» Problems to work on
1: Answer these questions using the passage on bank forbearance, one line per answer:
(a) In what period did every major U.S. international bank hold defaulted developing country debt?
(b) What negative shareholders' equity did Primus Guaranty show at the end of 2008?
(c) Who does the passage say is insisting, using mark to market accounting, that the banks get more capital?
2: Carry on the passage on bank forbearance, starting after its final sentence.

** Start of Passage **

It's Called Forbearance. We've been down this road before - in the early 1980s when every major U.S. international bank had a pot full of developing country debt on their books that was in default. Strict application of regulatory accounting rules at that time would have forced several of the majors out of business. The regulators and the Treasury Department decided to look the other way and concentrate on letting the banks earn their way out of the mess (with a little help in the form of renegotiations with the debtors). All the details are in an excellent FDIC paper of several years ago.
Forbearance increasingly seems to make considerably more sense (and drastically reduce taxpayer investment in the banking system) than the current policy mish-mash - which has every would-be investor in new bank equity issues uncertain about how government action will affect their investment.
Bill, let's make a distinction between accounting for regulatory purposes and for investor disclosure. It's the regulators at this point who are insisting, using mark to market accounting, that the banks get more capital. If a bank can make a credible case for not using mark to mark, it should be allowed to do so - for regulatory purposes. At the same time, it may want to also use mark-to-market if investors demand it.
Primus Guaranty, the credit default insurance company, was showing a $1.8 billion negative shareholders equity at the end of 2008, based on mark to market. But it intends to hold these positions to maturity and has substantial reserves to cover prospective losses. Fortunately, they are not regulated by the U.S. government, and I continue to hold a modest profitable position in both their common and preferred.

** End of Passage **
** Start of Listing **

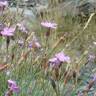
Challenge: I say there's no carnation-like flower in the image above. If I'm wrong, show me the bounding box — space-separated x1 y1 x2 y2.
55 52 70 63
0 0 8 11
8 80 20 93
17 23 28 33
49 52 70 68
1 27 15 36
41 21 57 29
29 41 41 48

** End of Listing **
** Start of Listing **

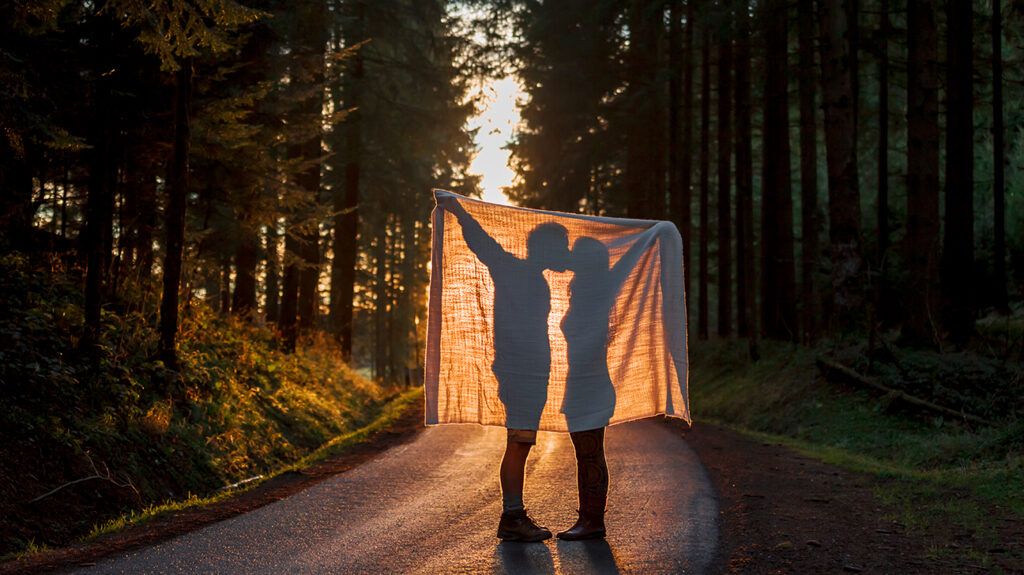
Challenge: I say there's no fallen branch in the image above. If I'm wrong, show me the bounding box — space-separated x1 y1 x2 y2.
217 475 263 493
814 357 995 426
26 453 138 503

** End of Listing **

» Answers for the exercise
1:
(a) The early 1980s.
(b) $1.8 billion.
(c) The regulators.

2:
Posted by: James Burnham | March 12, 2009 at 11:44 AM
I disagree. The "Ostrich Strategy" of simply ignoring market values is far worse than marking to market. What about investors and counterparties? Don't they deserve a realistic view of the bank's current balance sheet? Shared denial and opacity is not a strategy, it's a suicide pact.
Mark to market at least makes an attempt to give investors and counterparties as realistic a view as possible of the current state of a financial institution. But perhaps most importantly, mark-to-market puts pressure on institutions to change. It is the schumpeter-esque destructive force that destroys fundamentally badly managed and or structured institutions (e.g. Citicorp). The Ostrich Strategy just gives a free pass to poorly managed institutions.
The solution is not to ignore reality and let badly managed institutions live on, but to construct a system that allows institutions to fail gracefully no matter how big they are.